→ Written request A: According to the HTTPS question, why did making the pages themselves HTTPS look like the easiest option? Answer in one to three sentences.
→ Written request B:
Answer these questions from the HTTPS question:
(i) What did the asker add with the update asking for sourced information?
(ii) What would the new buttons spawn?
(iii) Which two examples of external assets are given?
→ Written request C: Quote everything in the HTTPS question from "UPDATE: Am looking" down to "to be encrypted?".

→ Extract to read:
========================================

Note: There are existing question that look like duplicates (linked below) but most of them are from a few years ago. I'd like to get a clear and definitive answer that proves things either way.
Is making an entire website run in HTTPS not an issue today from a best practice and performance / SEO perspective?
UPDATE: Am looking for more information with sources, esp. around impact to SEO. Bounty added
Context:
The conversation came up when we wanted to introduce some buttons that spawn lightboxes with forms in them that collect personal information (some of them even allow users to login). This is on pages that make up a big portion of the site. Since the forms would need to collect and submit information securely and the forms are not on pages of their own, the easiest way we could see to make this possible was to make the pages themselves be HTTPS.
What I would like is for an answer that covers issues with switching a long running popular site to HTTPS such as the ones listed below:
Would a handshake be negotiated on every request?
Will all assets need to be encrypted?
Would browsers not cache HTTPS content, including assets?
Is downstream transparent proxies not caching HTTPS content, including assets (css, js etc.) still an issue?
Would all external assets (tracking pixels, videos, etc) need to have HTTPS version?

========================================

(Pointing dataset excerpts)
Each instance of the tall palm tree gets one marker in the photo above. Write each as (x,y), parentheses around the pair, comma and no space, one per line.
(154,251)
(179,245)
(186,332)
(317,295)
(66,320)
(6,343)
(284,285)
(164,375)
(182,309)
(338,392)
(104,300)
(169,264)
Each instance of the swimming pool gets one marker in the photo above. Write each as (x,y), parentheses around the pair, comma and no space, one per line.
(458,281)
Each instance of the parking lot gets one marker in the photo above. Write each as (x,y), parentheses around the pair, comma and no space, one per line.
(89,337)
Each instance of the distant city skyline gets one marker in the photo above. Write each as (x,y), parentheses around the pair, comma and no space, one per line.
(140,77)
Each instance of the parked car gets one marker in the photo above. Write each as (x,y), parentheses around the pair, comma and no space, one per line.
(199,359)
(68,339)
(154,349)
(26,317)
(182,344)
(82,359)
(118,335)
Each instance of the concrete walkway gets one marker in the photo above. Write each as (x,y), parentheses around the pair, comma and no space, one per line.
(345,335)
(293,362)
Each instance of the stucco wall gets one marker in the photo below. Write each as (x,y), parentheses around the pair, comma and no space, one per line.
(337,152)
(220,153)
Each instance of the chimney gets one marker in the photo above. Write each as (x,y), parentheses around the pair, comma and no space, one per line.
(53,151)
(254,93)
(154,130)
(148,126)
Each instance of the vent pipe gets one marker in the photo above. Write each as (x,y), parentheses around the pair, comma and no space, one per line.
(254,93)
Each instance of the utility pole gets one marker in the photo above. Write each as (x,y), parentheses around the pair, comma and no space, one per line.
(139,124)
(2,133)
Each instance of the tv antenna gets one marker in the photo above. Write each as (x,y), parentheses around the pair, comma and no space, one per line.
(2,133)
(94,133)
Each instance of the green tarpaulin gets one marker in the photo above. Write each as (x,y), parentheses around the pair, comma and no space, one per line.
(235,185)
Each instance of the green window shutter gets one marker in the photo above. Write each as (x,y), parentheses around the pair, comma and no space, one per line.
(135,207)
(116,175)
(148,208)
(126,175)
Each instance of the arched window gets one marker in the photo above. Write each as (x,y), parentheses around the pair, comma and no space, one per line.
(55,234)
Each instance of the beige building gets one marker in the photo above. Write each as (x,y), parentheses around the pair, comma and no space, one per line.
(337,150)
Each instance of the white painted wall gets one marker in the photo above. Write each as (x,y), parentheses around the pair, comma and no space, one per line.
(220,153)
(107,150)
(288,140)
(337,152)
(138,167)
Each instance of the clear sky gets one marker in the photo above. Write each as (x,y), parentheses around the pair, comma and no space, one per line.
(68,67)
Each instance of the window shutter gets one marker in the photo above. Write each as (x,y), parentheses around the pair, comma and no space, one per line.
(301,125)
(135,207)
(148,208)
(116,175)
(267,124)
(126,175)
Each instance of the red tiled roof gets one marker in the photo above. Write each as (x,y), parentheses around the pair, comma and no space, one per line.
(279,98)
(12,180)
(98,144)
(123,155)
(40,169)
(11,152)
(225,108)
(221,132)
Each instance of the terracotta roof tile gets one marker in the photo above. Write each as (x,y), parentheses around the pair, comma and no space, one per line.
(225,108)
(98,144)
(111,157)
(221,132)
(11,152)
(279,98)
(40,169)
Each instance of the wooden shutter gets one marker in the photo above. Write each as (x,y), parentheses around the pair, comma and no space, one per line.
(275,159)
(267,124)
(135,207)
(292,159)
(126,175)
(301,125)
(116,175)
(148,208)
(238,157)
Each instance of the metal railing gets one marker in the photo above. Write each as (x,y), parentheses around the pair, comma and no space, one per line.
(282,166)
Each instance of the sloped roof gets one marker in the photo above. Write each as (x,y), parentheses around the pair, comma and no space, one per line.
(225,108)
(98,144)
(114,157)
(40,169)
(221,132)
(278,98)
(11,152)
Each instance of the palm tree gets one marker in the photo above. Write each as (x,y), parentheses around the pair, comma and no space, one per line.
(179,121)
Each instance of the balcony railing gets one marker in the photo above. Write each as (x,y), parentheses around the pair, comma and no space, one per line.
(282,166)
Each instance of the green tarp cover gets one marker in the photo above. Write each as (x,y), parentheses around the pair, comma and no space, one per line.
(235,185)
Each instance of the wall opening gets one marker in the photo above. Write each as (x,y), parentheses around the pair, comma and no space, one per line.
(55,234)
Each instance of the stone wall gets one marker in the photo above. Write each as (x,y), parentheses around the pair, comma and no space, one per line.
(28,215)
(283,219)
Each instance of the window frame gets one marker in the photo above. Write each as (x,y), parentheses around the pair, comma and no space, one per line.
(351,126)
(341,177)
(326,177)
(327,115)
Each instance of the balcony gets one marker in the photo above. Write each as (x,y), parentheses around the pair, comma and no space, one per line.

========================================

→ Correct response A: The new buttons would open lightboxes with forms that collect personal information, and some of those forms would let users log in, so the information had to be collected and submitted securely. Because the forms would not sit on pages of their own, serving the pages themselves over HTTPS seemed the easiest way to do that.

→ Correct response B:
(i) A bounty.
(ii) Lightboxes with forms in them.
(iii) Tracking pixels and videos.

→ Correct response C:
UPDATE: Am looking for more information with sources, esp. around impact to SEO. Bounty added
Context:
The conversation came up when we wanted to introduce some buttons that spawn lightboxes with forms in them that collect personal information (some of them even allow users to login). This is on pages that make up a big portion of the site. Since the forms would need to collect and submit information securely and the forms are not on pages of their own, the easiest way we could see to make this possible was to make the pages themselves be HTTPS.
What I would like is for an answer that covers issues with switching a long running popular site to HTTPS such as the ones listed below:
Would a handshake be negotiated on every request?
Will all assets need to be encrypted?